Sumber »
Kejadian tersebut mendapatkan banyak tanggapan dari berbagai kalangan. Seperti dilansir dari berita FixIndonesia.com, kebanyakan mengecam dan menyayangkan terhadap perbuatan yang dilakukan ketua ormas tersebut,  sebab di luar batas kewenangan. Namun sikap berbeda ditunjukkan oleh Menteri Agama Fahrul Razi. Menag justru mengapresiasi atas tindakan tersebut dan menganggap bahwa cara yang mereka lakukan sudah tepat  karena mengedepankan cara yang penuh damai dengan langkah tabayyun (22/8/2020).

Khilafah, Ajaran Islam Yang Dipersoalkan

Sebenarnya apa yang dipersoalkan Banser tersebut adalah ajaran khilafah yang mereka anggap sebagai ideologi terlarang. Padahal khilafah adalah bagian dari ajaran Islam yang  sudah dikenal di Indonesia karena ada di kitab-kitab fikih dan diajarkan di madrasah. Memperjuangkannya merupakan fardu kifayah. Seperti yang disampaikan Ustadz Ismail Yusanto dalam acara Indonesia Malam di TV One, siapa saja yang menyatakan khilafah sesat dan bukan ajaran Islam maka akan berhadapan dengan pemilik ajaran itu, Allah SWT.

Soal yang Diberikan 1 » Tuliskan kembali teks sumber di atas secara persis, seluruhnya mulai dari "Khilafah, Ajaran Islam" terus ke bawah sampai "itu, Allah SWT.".
Soal yang Diberikan 2 » Sebutkan semua situs berita, stasiun televisi, dan acara televisi yang disebut namanya dalam teks sumber di atas.

Daftar Baris »
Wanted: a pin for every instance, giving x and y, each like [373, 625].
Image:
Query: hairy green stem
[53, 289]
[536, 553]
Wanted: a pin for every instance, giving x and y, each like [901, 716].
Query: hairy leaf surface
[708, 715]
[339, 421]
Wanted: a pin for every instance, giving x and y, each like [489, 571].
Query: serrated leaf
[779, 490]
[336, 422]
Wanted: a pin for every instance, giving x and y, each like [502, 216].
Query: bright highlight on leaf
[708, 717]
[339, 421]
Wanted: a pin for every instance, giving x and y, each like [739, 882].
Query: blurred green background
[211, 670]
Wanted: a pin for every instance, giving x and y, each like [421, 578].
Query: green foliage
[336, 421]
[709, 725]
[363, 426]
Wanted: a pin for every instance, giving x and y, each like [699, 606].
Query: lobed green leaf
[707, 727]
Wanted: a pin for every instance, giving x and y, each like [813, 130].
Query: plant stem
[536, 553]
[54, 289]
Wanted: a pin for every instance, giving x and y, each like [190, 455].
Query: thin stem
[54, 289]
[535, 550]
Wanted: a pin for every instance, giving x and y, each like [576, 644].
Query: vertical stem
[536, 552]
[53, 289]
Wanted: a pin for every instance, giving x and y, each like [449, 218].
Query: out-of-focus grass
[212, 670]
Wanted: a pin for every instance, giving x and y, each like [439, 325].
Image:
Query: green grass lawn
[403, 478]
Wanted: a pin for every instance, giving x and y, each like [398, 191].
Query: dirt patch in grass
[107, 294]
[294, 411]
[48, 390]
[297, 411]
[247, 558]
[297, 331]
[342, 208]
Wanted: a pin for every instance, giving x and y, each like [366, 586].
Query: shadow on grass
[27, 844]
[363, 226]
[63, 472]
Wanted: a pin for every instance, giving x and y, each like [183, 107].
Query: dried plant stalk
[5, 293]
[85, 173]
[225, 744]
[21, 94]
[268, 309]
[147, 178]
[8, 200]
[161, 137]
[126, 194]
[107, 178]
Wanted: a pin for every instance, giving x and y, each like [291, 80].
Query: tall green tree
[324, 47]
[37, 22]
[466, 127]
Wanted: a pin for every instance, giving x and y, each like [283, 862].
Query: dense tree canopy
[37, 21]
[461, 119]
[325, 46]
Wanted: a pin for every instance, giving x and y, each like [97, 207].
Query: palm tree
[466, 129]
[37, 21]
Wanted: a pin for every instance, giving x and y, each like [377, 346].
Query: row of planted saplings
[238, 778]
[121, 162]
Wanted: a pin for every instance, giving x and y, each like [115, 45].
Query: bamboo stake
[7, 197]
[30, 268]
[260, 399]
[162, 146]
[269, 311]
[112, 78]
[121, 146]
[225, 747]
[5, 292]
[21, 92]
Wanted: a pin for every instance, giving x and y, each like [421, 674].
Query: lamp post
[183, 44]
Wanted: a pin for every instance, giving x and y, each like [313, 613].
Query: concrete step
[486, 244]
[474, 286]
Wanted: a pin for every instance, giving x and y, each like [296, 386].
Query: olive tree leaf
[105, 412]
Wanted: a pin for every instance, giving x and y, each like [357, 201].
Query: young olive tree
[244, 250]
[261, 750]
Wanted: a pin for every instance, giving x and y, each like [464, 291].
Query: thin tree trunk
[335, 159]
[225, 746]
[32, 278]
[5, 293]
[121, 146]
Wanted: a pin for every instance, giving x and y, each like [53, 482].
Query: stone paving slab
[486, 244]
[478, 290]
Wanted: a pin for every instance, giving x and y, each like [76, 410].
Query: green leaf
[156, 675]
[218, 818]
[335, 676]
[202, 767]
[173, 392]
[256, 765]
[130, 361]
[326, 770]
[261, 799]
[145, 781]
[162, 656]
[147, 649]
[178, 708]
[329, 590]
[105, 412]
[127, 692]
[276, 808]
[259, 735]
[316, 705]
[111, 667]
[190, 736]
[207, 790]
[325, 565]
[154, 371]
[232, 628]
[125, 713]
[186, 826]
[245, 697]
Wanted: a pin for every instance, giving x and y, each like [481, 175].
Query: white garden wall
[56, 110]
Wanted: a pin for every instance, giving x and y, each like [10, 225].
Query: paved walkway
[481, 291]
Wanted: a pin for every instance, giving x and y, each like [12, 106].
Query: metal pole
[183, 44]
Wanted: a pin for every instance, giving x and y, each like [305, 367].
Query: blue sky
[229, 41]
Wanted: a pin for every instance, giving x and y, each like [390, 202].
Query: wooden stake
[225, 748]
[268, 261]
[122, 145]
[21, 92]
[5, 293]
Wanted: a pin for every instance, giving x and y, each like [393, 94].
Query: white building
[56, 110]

Jawaban Akhir 1 »
Khilafah, Ajaran Islam Yang Dipersoalkan

Sebenarnya apa yang dipersoalkan Banser tersebut adalah ajaran khilafah yang mereka anggap sebagai ideologi terlarang. Padahal khilafah adalah bagian dari ajaran Islam yang  sudah dikenal di Indonesia karena ada di kitab-kitab fikih dan diajarkan di madrasah. Memperjuangkannya merupakan fardu kifayah. Seperti yang disampaikan Ustadz Ismail Yusanto dalam acara Indonesia Malam di TV One, siapa saja yang menyatakan khilafah sesat dan bukan ajaran Islam maka akan berhadapan dengan pemilik ajaran itu, Allah SWT.

Jawaban Akhir 2 » Teks sumber menyebut tiga nama. FixIndonesia.com adalah situs berita, TV One adalah stasiun televisi, dan Indonesia Malam adalah acara televisi di TV One.